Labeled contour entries
-- Begin --

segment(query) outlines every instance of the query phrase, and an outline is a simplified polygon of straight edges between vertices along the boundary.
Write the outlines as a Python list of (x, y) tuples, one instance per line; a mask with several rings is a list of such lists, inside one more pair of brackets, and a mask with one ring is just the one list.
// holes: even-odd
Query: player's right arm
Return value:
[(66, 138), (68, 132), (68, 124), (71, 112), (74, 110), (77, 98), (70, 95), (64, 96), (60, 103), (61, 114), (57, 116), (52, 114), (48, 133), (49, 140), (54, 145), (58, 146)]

-- End --

(EXERCISE REQUIREMENTS) Put every line of the listing into a JSON list of strings, one string per line, and leave out blank lines.

(RESPONSE FOR THIS EXERCISE)
[
  "segment(query) outlines every instance of the query phrase, and an outline is a simplified polygon of straight edges between vertices along the boundary.",
  "Write the outlines as a Python list of (x, y) tuples, one instance per line; a mask with several rings is a list of such lists, inside one more pair of brackets, and a mask with one ring is just the one list.",
  "// holes: even-odd",
  "Query: player's right arm",
  "Return value:",
  "[(66, 138), (68, 132), (68, 124), (71, 112), (74, 110), (77, 98), (70, 95), (64, 96), (60, 103), (61, 114), (57, 116), (52, 114), (48, 133), (49, 140), (54, 145), (58, 146)]"
]